#### WORK ORDER:
Once the images are set aside, return every entry exactly.

#### Natural-language object grounding data:
****************

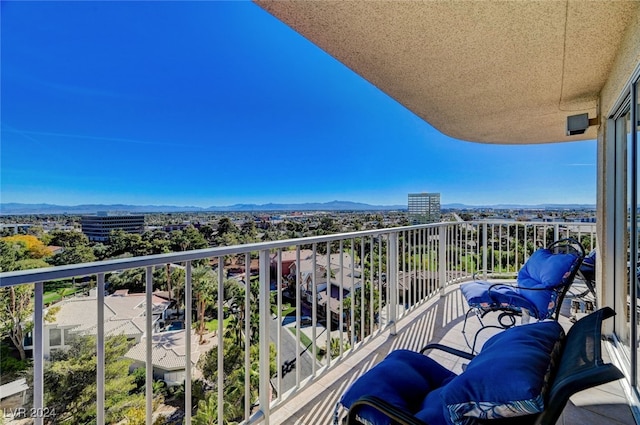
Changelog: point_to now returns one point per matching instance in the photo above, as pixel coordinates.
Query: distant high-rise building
(98, 227)
(424, 208)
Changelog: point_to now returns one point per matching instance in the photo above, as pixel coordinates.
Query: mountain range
(19, 208)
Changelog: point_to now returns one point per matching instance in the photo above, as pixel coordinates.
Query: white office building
(424, 208)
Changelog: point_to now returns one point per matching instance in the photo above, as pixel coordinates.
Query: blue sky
(217, 103)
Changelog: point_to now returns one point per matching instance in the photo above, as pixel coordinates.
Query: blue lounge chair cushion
(498, 383)
(404, 378)
(545, 270)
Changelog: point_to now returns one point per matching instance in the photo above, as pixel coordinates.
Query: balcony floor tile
(438, 320)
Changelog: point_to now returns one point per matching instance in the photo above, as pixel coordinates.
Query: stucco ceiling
(486, 71)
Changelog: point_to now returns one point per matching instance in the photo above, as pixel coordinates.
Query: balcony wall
(400, 270)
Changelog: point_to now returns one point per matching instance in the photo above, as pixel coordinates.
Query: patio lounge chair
(523, 375)
(540, 289)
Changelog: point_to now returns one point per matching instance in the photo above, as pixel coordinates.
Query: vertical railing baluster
(298, 315)
(100, 358)
(442, 258)
(341, 298)
(371, 288)
(38, 351)
(328, 317)
(149, 344)
(362, 290)
(188, 302)
(392, 280)
(247, 335)
(265, 314)
(280, 320)
(220, 302)
(352, 313)
(314, 306)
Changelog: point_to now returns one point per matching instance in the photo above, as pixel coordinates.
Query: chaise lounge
(523, 375)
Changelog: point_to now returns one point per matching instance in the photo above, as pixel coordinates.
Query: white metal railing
(360, 283)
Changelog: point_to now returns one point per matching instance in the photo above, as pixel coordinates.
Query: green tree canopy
(70, 381)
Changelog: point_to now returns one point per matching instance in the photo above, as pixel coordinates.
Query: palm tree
(204, 283)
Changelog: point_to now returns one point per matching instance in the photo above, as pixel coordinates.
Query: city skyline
(219, 103)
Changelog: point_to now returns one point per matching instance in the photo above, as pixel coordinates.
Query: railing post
(442, 257)
(265, 321)
(392, 280)
(188, 301)
(485, 251)
(100, 354)
(38, 352)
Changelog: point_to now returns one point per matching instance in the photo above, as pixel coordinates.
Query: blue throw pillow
(403, 379)
(544, 270)
(508, 378)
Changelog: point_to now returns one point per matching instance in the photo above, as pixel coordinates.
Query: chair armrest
(393, 413)
(450, 350)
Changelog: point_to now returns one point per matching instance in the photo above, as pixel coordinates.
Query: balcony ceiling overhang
(485, 71)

****************

#### WORKED SOLUTION:
Changelog: point_to now returns one point per matching instance in the photo above, as pixel coordinates.
Query: distant high-rise building
(98, 227)
(424, 208)
Changelog: point_to now returns one point per matching instance in the photo above, as pixel coordinates.
Query: mountain range
(19, 208)
Changelog: point_to now returns one point per matching instance in the photo above, as pixel coordinates.
Query: white office building
(424, 208)
Changelog: point_to now returns one point per matching instance in the photo above, as pixel coordinates.
Query: blue sky
(217, 103)
Changelog: point_to now returns one point per matching instance in the photo above, as pixel coordinates.
Query: blue lounge chair cushion
(498, 383)
(404, 378)
(545, 270)
Changelog: point_to now returns one point per matching instance in the photo above, as pixel coordinates.
Query: balcony floor tile
(438, 320)
Changelog: point_to now returns one point per matching instance in the photo above, as pixel coordinates.
Query: stucco ceiling
(486, 71)
Changelog: point_to now returns one point per matching instance in the photo above, as pixel coordinates.
Query: balcony wall
(400, 270)
Changelog: point_to now returns one point per matching instance in the photo above, as pixel coordinates.
Query: patio lounge chair
(523, 375)
(540, 289)
Changelog: point_to now returns one point per matching instance in the photo above, as pixel coordinates.
Query: vertical railing baluster
(298, 315)
(100, 358)
(442, 258)
(341, 298)
(371, 288)
(38, 351)
(328, 317)
(149, 344)
(362, 290)
(188, 302)
(392, 280)
(247, 335)
(265, 314)
(280, 320)
(220, 302)
(352, 313)
(314, 306)
Changelog: point_to now returns one point per matching instance in the photo above, as pixel coordinates.
Query: chaise lounge
(523, 375)
Changelog: point_to now returns one point per matching instance in the photo above, as pixel coordinates.
Query: white metal railing
(360, 283)
Changelog: point_to now returns one point per matching instance in the photo above, as pixel coordinates.
Query: green tree canopy
(70, 381)
Changelog: point_to now returns one point per matching instance in the photo above, as pixel coordinates.
Query: palm tree
(204, 283)
Changelog: point_to now returns one point per matching instance in the photo above, as pixel coordinates.
Query: city skyline
(219, 103)
Changelog: point_to now returns one point per matching instance in the photo above, as pixel coordinates.
Query: railing post
(442, 257)
(265, 321)
(392, 280)
(188, 301)
(485, 251)
(100, 354)
(38, 352)
Changelog: point_to now returns one point per matching instance in the photo above, as pixel coordinates.
Query: blue throw pillow
(403, 379)
(544, 270)
(508, 378)
Changelog: point_to now returns one point per matching instance in the photo above, as pixel coordinates.
Query: chair armrest
(393, 413)
(450, 350)
Changelog: point_to now returns one point per matching instance in the photo above, as pixel coordinates.
Query: balcony ceiling overhang
(485, 71)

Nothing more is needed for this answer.